Consignes:
**A)** Dans la lettre ouverte, quelle devise la République Islamique de Mauritanie a-t-elle choisie ?
**B)** Ces affirmations concordent-elles avec la lettre ouverte ? (i) La lettre est datée du 12 mars 2021. (ii) L'auteur s'attarde surtout sur le premier terme de la devise. (iii) L'exil décrit avait pour destination le royaume d'Aksoum.
**C)** Recopiez fidèlement le passage de la lettre ouverte qui commence par « LETTRE OUVERTE À » et se poursuit jusqu'à « 12 mars 2021. ».

Page:
-*-

LETTRE OUVERTE À NOS DIRIGEANTS : « Le quinquennat ou la décennie de la dernière chance ? »

A Monsieur Le Président de la République Islamique de Mauritanie.

A Nos dirigeants politiques et administratifs.

Vendredi 28 Rajab 1442 / 12 mars 2021.

Au nom d’Allah, le Tout Miséricordieux, le Très Miséricordieux.
Que les Grâces, la Paix et le Salut soient sur notre Prophète Mohamed (S.A.W.).
Je profite de ce mois sacré de Rajab pour transcrire certaines réflexions que j’aimerais partager avec
vous.

Puisse Allah nous faire profiter, voire à toutes les créatures divines, de tous les bienfaits de ce mois.
Amine.

« Honneur – Fraternité – Justice »

Aux premières heures de l’indépendance, il était devenu une règle ou une tradition, pour tous les pays
qui sortaient du joug colonial, de choisir une devise et généralement en trois mots sensés refléter, en
condensé, ce qu’il y’a de plus précieux pour le pays. La République Islamique de Mauritanie choisi
donc ces trois mots chargés de sens : « Honneur – Fraternité – Justice ».

Dans la présente lettre, je vais m’appesantir plus spécifiquement sur le troisième terme de notre
devise, non le moindre, à savoir la Justice.

« Apprenons de l’Histoire de l’Islam ».

 » Au cœur de cette nuit du mois de Rajab, on pouvait distinguer des ombres qui avançaient en silence,
se faufilant dans les ruelles, se dirigeant hors de la ville.

Une fois sortie de la ville, ce groupe d’hommes et de femmes courageux et vertueux, prirent la route
en direction de la mer pour embarquer, avec tristesse et espoir vers leur destination, cette contrée
lointaine qui leur était inconnue, mais qui était porteuse d’espoirs qui ne seront pas déçus.

En effet face aux agressions de toutes sortes et aux tortures incessantes dont ils étaient victimes de la
part de bon nombre de leurs « frères de sang » ou « frères tribaux » (mais qui n’étaient en fait plus
leurs « frères » sous l’angle des valeurs), leur chef, réputé être, entre autres, le plus juste et le plus
sage parmi eux, leur conseilla de s’exiler vers cette contrée lointaine, dont le roi était qualifié de « juste »
par leur chef.

Voilà comment ils se retrouvèrent donc en chemin vers cette contrée dans laquelle ils
trouvèrent effectivement asile (malgré les délégations envoyées par les « leurs » pour les discréditer et
les faire chasser) et protection auprès de ce souverain juste et sage.

Ils y vécurent plusieurs années avant de reprendre le chemin du retour… »

Cette douloureuse histoire (que vous connaissez), connue comme la première hijra : premier exil de
l’Histoire de l’Islam, a été celle vécue par un groupe de musulmans, parmi les premiers convertis, tels
que Ethmane Ibn Affane (R.A.) et son Épouse Roqhaya (R.A.) bint Mouhammad (S.A.W).

Cet exil a eu pour destination le royaume d’Aksoum (une partie de l’actuelle Éthiopie) gouverné jadis
par le Negus.

-*-

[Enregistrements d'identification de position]
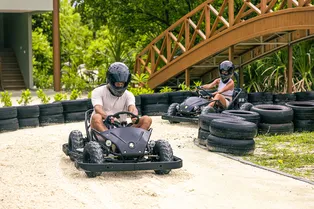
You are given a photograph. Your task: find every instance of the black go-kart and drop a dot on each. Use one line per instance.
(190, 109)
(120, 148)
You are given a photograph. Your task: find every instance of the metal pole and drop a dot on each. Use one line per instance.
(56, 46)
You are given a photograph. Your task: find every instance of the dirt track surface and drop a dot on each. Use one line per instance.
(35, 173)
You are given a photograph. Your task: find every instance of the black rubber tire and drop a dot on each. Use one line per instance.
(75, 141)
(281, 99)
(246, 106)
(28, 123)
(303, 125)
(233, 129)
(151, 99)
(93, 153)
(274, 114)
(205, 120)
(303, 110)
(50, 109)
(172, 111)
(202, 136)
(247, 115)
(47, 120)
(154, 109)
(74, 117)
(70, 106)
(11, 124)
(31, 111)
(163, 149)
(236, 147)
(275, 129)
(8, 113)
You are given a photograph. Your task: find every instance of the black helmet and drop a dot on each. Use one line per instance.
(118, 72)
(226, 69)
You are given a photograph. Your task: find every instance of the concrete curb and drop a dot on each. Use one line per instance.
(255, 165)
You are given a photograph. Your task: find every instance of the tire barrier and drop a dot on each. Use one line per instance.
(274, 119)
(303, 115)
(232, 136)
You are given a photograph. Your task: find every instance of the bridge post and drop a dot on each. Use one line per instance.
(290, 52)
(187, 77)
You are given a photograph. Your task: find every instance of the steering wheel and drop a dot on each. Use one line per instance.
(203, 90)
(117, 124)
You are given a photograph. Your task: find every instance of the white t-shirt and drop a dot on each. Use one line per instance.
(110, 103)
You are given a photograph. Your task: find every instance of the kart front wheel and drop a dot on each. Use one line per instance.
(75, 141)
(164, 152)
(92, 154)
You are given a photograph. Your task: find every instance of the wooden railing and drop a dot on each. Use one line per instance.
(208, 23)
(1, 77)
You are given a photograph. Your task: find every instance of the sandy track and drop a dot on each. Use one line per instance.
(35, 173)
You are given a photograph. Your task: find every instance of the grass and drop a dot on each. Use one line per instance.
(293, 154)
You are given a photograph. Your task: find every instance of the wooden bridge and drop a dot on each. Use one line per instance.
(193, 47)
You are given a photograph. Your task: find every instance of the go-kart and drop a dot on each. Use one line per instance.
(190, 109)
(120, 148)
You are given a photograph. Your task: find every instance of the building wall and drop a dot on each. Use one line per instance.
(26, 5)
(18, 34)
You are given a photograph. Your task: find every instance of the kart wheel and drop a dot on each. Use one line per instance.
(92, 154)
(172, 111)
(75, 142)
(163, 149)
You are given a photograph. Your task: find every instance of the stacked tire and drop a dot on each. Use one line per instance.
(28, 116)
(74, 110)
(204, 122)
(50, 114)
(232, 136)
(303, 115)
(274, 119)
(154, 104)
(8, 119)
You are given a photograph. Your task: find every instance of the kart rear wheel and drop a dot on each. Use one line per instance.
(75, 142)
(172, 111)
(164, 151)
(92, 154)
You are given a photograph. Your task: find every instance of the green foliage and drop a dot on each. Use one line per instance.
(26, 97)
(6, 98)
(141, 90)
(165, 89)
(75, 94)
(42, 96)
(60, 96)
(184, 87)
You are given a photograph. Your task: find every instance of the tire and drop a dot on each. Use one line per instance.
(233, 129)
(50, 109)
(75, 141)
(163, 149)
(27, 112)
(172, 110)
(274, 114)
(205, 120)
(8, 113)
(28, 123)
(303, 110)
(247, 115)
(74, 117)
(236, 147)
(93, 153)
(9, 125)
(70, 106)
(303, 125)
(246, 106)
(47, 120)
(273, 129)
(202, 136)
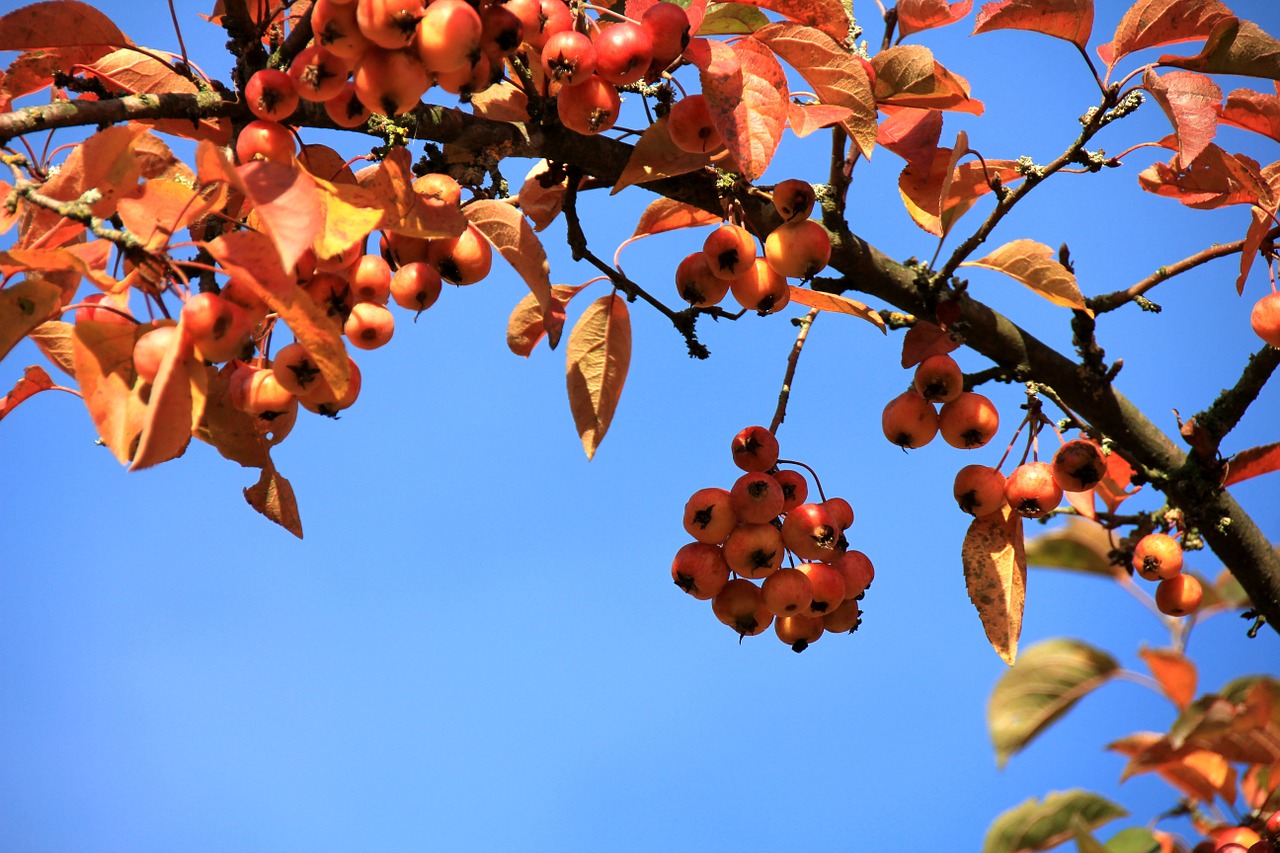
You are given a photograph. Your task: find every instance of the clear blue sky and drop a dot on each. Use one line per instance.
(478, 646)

-*-

Réponses:
**A)** « Honneur – Fraternité – Justice »

**B)**
(i) Oui : « Vendredi 28 Rajab 1442 / 12 mars 2021. »
(ii) Non : « je vais m’appesantir plus spécifiquement sur le troisième terme de notre devise, non le moindre, à savoir la Justice. »
(iii) Oui : « Cet exil a eu pour destination le royaume d’Aksoum »

**C)**
LETTRE OUVERTE À NOS DIRIGEANTS : « Le quinquennat ou la décennie de la dernière chance ? »

A Monsieur Le Président de la République Islamique de Mauritanie.

A Nos dirigeants politiques et administratifs.

Vendredi 28 Rajab 1442 / 12 mars 2021.